------ Texto de origem ------

Perdi a conta de quantas vezes, por exemplo, expliquei a colegas “chegados” no assunto da racialidade sobre o “red face”, conceito de viés indígena equivalente ao “black face”: o famoso fantasiar de índio, ou fazer cocar de cartolina para tirar foto do “indiozinho” com bochechas pintadas de tinta guache no jardim de infância. Professores versados em Luther King, Malcolm X, Dandara e Zumbi dos Palmares, conseguem quando muito lembrar que um dia teve um deputado chamado Mário Juruna, mas não fazem ideia de sua história ou de qualquer outro que não esteja num romance de José de Alencar. Costumo dizer que vivemos numa sociedade daltônica que enxerga apenas preto e branco e ignora as outras cores, relações e histórias, e que esse daltonismo não é menos segregador e colonizador, pois, repito, os únicos originários desta terra somos os indígenas. Reitero o termo originário porque é a estrutura que define nossa identidade. É muito dolorido para uma pessoa que sofre racismo perceber que ela também pode praticá-lo, então me treino constantemente na doçura e na diplomacia para compartilhar com carinho essas reflexões.

------

Tarefa escrita 1 — Redimensione as coordenadas no trecho da listagem que vai da linha que contém "Could you please point to the chevrolet" até a linha que contém "Could you please point to the goalie blocker", ambas incluídas. Reproduza só essas linhas, pedidos incluídos, com cada coordenada das respostas multiplicada por 1,85 e arredondada para o inteiro mais próximo, com as metades para cima.

------ Registros fornecidos ------

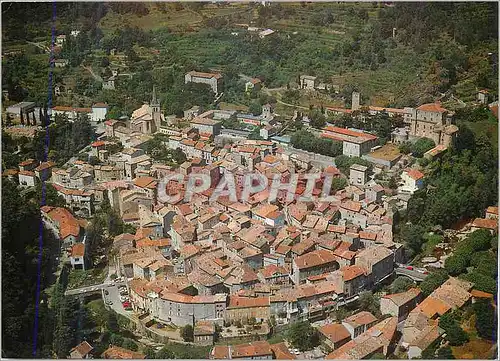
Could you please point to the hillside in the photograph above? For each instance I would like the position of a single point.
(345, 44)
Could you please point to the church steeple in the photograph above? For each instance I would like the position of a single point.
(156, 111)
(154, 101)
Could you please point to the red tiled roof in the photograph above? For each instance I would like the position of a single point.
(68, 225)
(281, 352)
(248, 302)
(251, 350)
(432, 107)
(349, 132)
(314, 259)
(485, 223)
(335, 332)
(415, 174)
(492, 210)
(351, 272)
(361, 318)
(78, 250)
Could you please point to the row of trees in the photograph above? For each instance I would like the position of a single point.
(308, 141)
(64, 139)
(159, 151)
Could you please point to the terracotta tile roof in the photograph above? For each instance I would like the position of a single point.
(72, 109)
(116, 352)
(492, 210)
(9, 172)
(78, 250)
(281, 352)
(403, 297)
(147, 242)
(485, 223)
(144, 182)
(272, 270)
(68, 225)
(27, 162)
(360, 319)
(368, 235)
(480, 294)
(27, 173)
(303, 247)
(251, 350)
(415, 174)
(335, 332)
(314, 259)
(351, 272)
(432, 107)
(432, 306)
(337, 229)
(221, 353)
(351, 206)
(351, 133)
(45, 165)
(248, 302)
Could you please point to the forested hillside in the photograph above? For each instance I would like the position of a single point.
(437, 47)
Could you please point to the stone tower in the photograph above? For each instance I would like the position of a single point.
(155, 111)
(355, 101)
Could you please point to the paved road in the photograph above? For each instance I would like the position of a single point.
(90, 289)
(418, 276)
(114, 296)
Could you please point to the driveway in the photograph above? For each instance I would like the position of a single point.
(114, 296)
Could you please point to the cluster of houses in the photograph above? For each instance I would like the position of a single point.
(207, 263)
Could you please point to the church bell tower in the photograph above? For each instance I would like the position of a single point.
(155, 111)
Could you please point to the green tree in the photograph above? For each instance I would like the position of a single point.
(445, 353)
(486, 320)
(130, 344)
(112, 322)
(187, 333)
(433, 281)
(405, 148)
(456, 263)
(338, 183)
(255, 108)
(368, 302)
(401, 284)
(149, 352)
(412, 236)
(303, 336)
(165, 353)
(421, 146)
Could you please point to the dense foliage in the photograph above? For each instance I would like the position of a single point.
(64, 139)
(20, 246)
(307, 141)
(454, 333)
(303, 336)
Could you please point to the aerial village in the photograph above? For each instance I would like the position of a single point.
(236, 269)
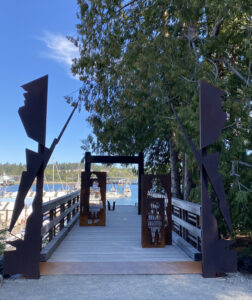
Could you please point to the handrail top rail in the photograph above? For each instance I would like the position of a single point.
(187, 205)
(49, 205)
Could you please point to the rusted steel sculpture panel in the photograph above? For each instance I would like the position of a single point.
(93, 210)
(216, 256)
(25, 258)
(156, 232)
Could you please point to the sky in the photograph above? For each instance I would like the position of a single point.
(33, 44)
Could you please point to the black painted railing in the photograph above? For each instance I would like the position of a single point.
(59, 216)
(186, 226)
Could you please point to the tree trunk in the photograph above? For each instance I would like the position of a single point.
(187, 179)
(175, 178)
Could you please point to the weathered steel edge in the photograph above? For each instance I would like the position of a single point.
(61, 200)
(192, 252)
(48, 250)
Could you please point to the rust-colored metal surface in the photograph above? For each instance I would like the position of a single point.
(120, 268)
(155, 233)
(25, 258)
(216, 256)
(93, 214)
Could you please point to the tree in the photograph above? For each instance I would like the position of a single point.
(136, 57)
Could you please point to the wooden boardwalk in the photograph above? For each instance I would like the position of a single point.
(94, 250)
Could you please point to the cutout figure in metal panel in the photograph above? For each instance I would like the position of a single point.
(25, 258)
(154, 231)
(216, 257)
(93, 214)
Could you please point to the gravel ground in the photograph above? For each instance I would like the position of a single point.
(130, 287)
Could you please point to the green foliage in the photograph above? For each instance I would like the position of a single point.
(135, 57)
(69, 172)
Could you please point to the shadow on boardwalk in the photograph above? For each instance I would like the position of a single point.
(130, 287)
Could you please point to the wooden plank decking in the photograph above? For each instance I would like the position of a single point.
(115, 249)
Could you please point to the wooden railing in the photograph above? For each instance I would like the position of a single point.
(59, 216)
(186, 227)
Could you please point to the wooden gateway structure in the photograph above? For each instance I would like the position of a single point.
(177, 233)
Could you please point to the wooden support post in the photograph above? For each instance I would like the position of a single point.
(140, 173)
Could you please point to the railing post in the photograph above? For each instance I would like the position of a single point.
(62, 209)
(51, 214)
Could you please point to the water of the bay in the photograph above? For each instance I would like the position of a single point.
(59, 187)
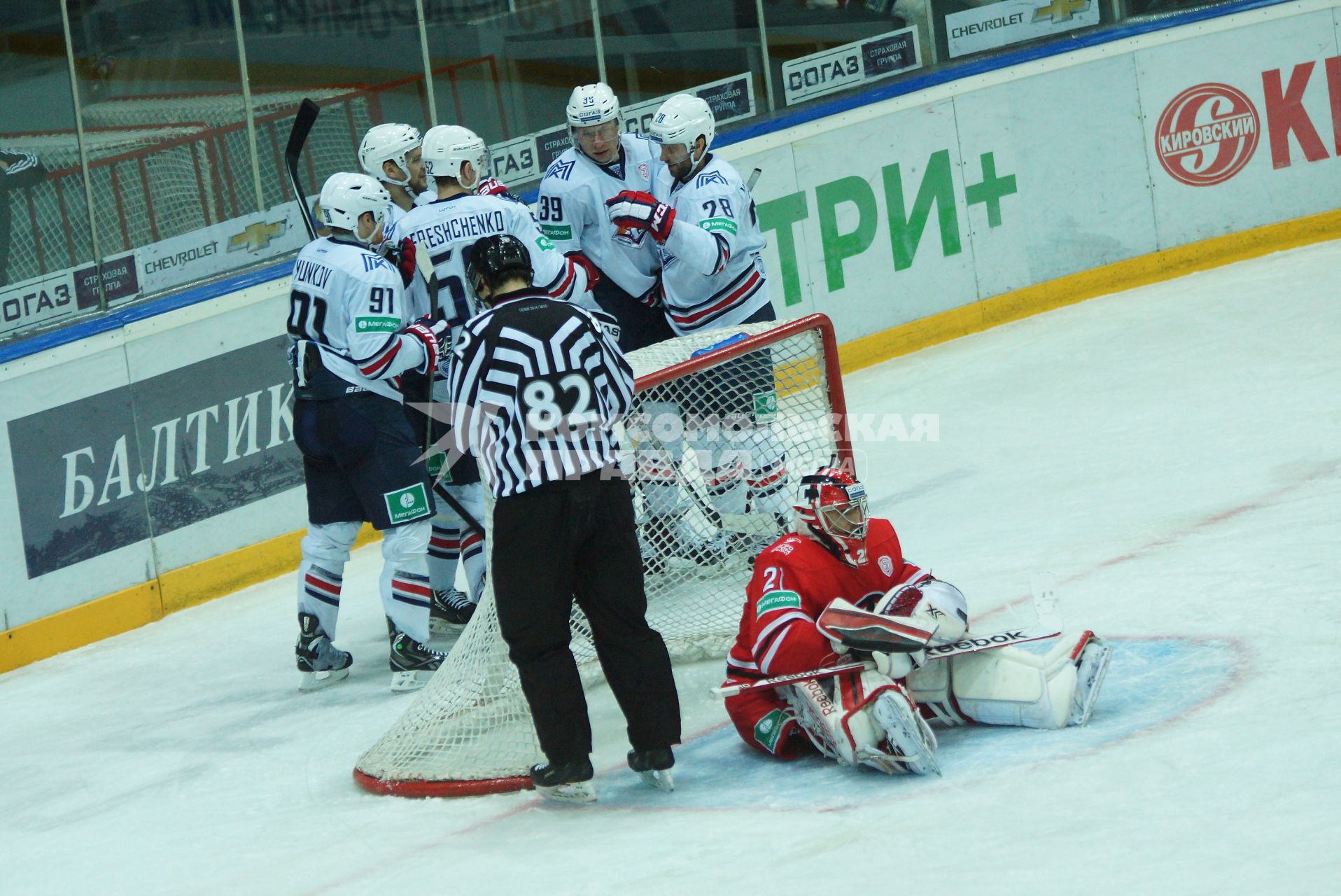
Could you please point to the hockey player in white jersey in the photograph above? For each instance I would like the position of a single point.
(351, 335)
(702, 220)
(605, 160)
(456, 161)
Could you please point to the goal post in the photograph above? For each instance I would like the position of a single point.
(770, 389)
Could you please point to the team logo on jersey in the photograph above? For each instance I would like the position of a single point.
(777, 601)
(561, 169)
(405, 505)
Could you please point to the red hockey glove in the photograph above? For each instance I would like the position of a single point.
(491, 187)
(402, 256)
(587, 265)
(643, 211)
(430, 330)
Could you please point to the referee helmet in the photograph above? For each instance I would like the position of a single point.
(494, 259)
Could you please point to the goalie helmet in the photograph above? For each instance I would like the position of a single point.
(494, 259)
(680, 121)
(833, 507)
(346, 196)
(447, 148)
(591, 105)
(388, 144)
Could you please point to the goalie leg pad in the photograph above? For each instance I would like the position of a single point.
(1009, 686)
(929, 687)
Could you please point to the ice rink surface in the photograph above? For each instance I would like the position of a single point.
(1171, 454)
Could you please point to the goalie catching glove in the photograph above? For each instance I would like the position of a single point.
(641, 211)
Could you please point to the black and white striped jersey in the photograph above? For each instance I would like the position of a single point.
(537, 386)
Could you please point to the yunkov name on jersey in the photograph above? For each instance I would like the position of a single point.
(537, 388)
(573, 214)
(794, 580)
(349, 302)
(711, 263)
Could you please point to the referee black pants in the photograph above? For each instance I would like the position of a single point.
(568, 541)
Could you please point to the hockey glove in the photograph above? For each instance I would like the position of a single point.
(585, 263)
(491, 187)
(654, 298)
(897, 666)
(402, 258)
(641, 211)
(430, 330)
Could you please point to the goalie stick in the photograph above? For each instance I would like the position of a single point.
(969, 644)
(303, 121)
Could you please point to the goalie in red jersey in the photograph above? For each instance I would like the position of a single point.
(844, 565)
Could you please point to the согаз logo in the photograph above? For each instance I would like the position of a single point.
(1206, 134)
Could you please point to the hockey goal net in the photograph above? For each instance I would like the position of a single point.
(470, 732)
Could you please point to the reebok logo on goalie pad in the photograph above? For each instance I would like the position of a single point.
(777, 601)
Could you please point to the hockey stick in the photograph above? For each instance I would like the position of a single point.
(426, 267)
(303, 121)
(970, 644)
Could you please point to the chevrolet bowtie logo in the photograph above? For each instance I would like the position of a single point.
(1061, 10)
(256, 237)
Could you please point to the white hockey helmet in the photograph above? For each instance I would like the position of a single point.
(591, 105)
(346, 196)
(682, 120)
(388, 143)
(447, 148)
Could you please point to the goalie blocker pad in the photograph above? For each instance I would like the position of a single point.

------
------ Registros fornecidos ------

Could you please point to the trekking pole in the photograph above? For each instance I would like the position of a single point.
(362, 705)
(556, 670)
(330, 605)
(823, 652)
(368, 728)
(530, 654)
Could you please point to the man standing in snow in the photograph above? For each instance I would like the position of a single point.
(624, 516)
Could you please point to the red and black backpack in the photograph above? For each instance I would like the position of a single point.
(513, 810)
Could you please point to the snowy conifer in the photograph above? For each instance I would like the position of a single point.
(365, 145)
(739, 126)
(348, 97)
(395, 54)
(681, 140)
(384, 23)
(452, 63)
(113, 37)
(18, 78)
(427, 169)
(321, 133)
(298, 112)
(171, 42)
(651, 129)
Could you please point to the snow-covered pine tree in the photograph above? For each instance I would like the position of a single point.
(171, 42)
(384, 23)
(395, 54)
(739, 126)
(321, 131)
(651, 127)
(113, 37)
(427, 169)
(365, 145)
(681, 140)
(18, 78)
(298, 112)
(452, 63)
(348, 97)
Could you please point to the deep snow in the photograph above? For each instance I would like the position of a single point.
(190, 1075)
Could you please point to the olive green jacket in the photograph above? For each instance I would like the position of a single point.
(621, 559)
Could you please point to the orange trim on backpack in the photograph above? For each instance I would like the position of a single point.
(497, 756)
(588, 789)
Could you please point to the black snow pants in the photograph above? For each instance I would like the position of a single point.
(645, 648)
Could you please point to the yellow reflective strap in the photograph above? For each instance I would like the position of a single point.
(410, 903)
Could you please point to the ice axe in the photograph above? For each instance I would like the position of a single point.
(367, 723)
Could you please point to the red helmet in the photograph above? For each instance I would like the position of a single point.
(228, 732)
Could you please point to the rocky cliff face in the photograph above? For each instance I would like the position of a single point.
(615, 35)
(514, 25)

------
------ Registros fornecidos ------

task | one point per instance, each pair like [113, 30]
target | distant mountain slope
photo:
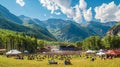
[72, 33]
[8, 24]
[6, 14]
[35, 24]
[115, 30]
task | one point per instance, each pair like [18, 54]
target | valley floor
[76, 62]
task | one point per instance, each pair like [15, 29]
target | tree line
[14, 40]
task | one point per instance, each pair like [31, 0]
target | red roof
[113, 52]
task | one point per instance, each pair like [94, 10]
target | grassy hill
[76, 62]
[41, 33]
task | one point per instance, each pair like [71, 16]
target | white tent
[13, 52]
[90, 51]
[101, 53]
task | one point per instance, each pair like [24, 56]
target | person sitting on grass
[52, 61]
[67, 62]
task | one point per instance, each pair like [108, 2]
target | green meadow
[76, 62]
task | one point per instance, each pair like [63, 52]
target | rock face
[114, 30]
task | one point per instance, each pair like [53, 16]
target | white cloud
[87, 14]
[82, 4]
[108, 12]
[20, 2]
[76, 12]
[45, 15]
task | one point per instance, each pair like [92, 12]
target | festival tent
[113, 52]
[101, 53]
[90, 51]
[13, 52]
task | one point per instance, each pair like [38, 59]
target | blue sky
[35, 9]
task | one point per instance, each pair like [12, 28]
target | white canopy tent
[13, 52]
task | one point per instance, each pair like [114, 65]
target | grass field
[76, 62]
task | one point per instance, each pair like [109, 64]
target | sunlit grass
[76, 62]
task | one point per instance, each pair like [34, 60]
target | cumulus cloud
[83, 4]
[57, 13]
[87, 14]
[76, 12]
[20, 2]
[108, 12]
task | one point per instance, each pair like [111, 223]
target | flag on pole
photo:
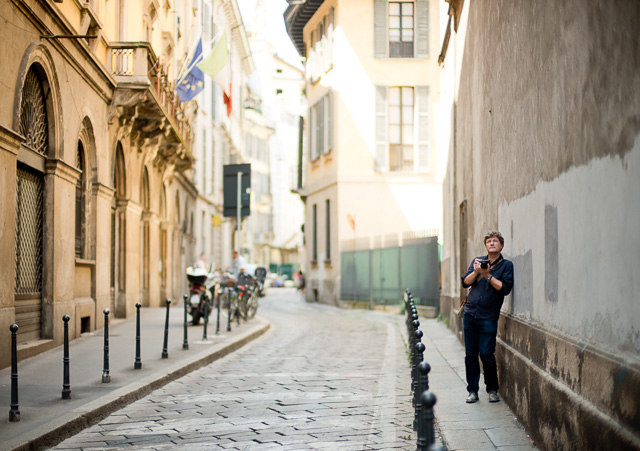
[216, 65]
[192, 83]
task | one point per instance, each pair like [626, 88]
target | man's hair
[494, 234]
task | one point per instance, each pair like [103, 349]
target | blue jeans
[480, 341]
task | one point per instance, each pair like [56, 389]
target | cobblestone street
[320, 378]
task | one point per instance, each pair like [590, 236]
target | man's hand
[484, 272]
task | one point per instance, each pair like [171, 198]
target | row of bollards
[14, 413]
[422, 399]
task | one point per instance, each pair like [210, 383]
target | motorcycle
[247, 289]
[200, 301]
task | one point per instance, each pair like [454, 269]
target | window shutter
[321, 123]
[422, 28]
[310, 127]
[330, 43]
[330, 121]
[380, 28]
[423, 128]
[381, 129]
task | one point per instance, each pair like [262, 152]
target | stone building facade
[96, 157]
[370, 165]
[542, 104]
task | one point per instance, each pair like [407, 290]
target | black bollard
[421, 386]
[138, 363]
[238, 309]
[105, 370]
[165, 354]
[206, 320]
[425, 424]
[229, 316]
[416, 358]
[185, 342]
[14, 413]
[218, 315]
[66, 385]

------

Tarefa escrita 2 — Pode continuar o texto sobre o racismo contra os povos indígenas a partir do ponto em que ele termina?

Resultado 1 —
Could you please point to the chevrolet bowtie logo in the photograph above? For each instance I would like the position of a single point.
(1963, 19)
(474, 438)
Could you please point to the white hockey helmet in the photograph above? For each instance I would like the position of a single point.
(1093, 194)
(640, 363)
(1262, 222)
(718, 265)
(827, 274)
Could you please point to the goalie blocker pad in the photograph above? For each instance I would like the position of a single point.

Resultado 2 —
Imagine então, um pouco do cuidado e atenção que preciso continuar tendo na escola para poder existir como professora indígena: meu texto e minha pesquisa talvez compartilhem um pouco dessa confusão e desse desabafo. Essa coisa de ser professora também carrega uma série de outros paradigmas com relação à educação, ao conhecimento e à autoridade que acho profundamente controversos. Primeiramente porque é no espaço da escola, da educação e da academia que se estrutura a continuidade da imagem preconceituosa do indígena, e as perguntas que meus alunos fazem em sala de aula remetem a isso constantemente. Segundo, porque a desqualificação de qualquer abordagem sobre a temática indígena também se inicia na escola: “índio não” tem arte mas “artesanato”, não tem história mas “mito”, não tem ciência mas “tradição”, e ele dificilmente se apresentará por si, mas será constantemente retratado, observado e estudado pelos não indígenas; em suma aquele sentimento de “E.T” contínua, mas hoje sou mais atrevida que com oito anos de idade.
Horário de coordenação:
“-professora, não faço ideia como tratar esse conteúdo, você me daria algumas dicas? podemos aproveitar e trabalhar juntos!
-Opa! será um prazer! mas preciso te dizer que entendo a dificuldade desse desafio”
Na falta de colegas próximos que compartilhem experiências semelhantes comigo (outros indígenas professores em escola “de branco”), tenho precisado praticar a imaginação dentro e fora de sala de aula. Sou professora de artes, e arte poética e linguagem, ao meu ver, permite abordar qualquer assunto e qualquer área, sinto que com a arte acontece algo parecido em relação ao paradigma de conhecimento: arte muitas vezes não é considerada ciência simplesmente por usar outras linguagens, e ser assim, meio “diferente”, meio “E.T.”, por isso ninguém dá a mínima para artes, nem para professor de artes, e isso é ótimo, porque como arte “não parece sério”, as pessoas acreditam logo que estão brincando e relaxam para poder abrir suas cabeças para coisas novas, até para notar que “índio” não é “E.T”.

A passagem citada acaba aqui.